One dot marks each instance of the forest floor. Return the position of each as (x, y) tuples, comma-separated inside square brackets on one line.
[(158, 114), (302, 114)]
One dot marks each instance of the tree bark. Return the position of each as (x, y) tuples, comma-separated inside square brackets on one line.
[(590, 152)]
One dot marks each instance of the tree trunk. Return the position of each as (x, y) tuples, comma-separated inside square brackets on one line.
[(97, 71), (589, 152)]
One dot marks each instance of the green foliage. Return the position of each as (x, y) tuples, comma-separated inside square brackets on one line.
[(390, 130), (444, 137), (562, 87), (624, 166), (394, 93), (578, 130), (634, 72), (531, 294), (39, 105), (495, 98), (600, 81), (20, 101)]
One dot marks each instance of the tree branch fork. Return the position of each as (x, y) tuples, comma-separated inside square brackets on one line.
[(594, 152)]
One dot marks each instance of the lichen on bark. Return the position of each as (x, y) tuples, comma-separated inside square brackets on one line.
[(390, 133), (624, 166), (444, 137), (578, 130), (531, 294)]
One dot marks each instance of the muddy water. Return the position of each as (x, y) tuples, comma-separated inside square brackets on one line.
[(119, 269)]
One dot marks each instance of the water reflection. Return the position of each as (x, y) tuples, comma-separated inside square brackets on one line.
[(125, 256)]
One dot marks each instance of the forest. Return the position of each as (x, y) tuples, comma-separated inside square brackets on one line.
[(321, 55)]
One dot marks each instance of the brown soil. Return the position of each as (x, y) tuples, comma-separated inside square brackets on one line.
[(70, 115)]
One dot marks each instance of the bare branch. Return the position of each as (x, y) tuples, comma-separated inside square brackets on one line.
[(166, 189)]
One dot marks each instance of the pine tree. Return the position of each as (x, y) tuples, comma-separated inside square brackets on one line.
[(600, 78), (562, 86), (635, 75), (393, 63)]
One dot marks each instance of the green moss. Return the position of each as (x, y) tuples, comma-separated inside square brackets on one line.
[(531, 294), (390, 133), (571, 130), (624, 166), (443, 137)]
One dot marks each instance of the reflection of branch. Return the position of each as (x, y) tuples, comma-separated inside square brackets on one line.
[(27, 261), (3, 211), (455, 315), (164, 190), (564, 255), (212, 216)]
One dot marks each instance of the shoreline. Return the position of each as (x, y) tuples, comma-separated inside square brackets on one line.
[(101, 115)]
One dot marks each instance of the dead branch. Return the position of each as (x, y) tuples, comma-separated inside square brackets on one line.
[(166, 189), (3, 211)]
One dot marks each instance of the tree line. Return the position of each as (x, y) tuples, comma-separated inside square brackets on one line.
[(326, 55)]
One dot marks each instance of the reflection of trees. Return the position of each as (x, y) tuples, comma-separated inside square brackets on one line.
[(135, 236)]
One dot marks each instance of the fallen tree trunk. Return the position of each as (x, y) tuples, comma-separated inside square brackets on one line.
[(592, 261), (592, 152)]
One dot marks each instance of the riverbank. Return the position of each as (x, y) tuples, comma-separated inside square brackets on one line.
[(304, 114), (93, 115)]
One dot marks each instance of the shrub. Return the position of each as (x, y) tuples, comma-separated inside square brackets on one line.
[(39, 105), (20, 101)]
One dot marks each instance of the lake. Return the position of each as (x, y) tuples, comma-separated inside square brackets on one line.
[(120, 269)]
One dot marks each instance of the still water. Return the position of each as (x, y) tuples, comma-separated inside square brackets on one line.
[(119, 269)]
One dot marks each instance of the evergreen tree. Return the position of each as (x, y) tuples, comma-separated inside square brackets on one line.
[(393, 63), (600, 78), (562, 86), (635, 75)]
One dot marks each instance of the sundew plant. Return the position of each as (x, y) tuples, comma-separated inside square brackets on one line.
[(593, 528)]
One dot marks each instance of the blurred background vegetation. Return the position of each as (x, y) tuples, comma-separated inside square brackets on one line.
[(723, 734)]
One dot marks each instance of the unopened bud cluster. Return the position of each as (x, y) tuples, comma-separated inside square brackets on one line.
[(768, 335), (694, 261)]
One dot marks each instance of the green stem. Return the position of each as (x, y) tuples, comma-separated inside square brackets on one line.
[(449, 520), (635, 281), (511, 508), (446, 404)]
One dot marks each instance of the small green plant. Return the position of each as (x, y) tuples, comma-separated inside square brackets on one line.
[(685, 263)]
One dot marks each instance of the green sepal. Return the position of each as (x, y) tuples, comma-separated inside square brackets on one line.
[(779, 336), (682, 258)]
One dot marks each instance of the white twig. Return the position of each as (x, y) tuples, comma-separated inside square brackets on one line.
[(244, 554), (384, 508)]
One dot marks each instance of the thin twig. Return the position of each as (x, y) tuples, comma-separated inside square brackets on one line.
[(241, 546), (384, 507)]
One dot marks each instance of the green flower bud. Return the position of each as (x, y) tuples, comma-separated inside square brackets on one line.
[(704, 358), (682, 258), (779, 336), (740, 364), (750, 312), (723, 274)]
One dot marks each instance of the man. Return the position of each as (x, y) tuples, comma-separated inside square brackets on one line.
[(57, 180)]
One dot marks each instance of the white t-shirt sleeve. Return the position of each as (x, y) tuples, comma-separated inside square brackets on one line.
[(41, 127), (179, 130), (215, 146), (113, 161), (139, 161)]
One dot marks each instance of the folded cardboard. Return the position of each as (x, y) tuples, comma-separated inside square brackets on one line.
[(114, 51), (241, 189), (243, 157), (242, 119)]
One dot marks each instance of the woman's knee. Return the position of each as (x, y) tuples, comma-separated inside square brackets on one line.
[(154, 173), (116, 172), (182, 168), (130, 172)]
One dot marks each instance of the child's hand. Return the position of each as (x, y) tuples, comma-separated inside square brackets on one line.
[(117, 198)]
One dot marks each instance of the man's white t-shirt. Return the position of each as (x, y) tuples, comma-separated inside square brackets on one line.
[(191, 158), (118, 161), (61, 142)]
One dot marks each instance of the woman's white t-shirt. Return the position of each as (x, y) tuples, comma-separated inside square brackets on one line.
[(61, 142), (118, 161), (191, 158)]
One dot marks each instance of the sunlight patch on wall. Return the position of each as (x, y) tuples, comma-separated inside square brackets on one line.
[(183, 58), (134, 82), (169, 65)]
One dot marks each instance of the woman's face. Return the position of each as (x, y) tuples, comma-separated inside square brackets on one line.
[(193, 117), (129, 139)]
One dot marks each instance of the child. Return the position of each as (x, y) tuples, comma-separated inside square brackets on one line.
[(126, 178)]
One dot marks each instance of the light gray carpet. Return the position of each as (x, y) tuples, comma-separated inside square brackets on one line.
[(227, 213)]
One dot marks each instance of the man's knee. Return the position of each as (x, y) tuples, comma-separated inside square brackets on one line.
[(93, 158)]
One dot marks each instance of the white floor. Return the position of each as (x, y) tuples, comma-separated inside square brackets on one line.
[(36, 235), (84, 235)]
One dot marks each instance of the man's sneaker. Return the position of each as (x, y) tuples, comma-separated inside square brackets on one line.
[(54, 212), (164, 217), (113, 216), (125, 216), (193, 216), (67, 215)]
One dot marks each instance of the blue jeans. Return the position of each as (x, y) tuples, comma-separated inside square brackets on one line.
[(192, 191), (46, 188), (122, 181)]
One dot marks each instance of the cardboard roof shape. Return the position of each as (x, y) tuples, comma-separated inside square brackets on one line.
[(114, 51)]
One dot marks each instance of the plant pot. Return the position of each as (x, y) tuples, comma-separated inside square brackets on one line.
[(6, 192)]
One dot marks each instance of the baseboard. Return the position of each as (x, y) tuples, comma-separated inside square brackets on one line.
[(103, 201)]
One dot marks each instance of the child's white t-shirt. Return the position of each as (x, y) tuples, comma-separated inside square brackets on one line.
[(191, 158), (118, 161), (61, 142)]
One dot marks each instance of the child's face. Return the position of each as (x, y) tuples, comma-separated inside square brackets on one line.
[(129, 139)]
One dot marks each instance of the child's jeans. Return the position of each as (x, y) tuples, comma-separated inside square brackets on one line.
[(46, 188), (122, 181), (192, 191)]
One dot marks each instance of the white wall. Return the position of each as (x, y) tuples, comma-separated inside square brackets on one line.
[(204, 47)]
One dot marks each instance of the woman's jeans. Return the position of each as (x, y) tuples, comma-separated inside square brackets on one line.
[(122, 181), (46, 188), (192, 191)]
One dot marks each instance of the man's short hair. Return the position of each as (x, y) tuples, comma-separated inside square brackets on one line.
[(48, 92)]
┄┄┄┄┄┄┄┄┄┄┄┄┄┄┄┄┄┄┄┄
### EXERCISE DIRECTIONS
Give back, unchanged, the line that holds "One dot marks each instance of the baseboard." along with all lines after it through the last line above.

### EXERCISE RESPONSE
One dot marks each instance of the baseboard. Return the position of each as (x, y) tuples, comma-separated inside square brackets on one line.
[(103, 201)]
One dot marks each instance of the child's white t-shirt. Return the position of each as (x, y) tuples, comma-separated inside square brackets on one line.
[(191, 158), (118, 161), (61, 142)]
One dot marks each instance of the child's face. Return the position of each as (x, y) tuples, comma-separated inside square brackets on one line.
[(129, 139)]
One dot marks each instance of the child's jeans. Return the position of each as (x, y) tuples, comma-separated inside square brackets on one line.
[(46, 188), (122, 181), (192, 191)]
One dot marks each instance of the white wall. Return the position of each as (x, y) tuples, comma-separated inside square brackets on one line.
[(204, 47)]
One dot marks each instance of the woman's jeans. Return the position of each as (x, y) tuples, comma-separated inside square brackets on one line.
[(122, 181), (46, 188), (192, 191)]
One dot marks each instance of the man's short hair. Return the position of each as (x, y) tuples, comma-separated inside square brackets on one line.
[(48, 92)]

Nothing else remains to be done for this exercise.